▶ Given task: Report only the number of lines in the items below that contain the string "column". Matching is case-sensitive.

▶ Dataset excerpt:
_ _ _ _ _ _ _

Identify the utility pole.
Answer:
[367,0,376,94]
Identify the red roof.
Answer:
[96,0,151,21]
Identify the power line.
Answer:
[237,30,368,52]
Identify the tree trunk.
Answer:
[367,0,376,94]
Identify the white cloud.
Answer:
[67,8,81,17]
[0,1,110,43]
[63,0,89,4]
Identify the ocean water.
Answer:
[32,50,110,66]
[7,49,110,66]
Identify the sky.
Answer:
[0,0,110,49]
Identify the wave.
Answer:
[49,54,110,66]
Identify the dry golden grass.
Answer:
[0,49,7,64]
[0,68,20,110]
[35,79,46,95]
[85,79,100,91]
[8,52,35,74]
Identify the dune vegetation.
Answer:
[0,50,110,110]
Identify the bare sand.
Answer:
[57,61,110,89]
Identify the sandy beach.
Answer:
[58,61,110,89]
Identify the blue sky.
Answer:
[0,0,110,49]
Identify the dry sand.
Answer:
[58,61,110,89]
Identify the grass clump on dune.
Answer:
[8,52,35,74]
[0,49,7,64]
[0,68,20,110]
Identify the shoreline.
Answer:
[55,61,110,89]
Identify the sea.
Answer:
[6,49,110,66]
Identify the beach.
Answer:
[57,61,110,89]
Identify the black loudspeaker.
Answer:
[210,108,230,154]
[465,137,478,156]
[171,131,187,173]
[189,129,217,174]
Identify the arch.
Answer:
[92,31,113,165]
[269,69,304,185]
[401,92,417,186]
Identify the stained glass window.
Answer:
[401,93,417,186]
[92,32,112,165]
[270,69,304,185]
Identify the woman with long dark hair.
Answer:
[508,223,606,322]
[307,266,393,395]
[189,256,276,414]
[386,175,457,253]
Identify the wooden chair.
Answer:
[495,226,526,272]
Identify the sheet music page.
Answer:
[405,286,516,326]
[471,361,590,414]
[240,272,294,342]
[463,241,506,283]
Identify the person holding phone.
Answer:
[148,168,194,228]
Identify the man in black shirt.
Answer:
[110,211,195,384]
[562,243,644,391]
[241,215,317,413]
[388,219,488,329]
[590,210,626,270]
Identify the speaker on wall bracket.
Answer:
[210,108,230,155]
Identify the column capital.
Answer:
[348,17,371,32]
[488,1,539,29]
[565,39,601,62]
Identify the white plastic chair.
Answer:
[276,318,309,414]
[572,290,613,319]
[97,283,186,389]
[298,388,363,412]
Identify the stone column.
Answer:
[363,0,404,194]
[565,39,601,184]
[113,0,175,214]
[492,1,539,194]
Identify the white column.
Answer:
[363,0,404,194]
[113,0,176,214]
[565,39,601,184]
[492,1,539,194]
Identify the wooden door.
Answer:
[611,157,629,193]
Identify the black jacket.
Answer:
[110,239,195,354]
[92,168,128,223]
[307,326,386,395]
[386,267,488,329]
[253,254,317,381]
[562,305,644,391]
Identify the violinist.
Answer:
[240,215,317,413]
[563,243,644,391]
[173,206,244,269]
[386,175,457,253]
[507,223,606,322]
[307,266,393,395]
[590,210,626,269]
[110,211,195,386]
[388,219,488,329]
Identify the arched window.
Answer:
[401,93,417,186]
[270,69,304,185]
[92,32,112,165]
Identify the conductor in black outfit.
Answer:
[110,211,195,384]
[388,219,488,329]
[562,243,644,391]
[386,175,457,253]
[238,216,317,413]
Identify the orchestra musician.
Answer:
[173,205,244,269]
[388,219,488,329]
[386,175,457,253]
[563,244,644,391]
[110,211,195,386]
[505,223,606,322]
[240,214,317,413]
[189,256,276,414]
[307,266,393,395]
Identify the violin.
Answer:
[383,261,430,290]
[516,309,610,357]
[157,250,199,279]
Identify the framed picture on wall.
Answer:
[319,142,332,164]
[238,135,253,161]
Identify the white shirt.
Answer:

_ _ _ _ _ _ _

▶ Result for this task: 3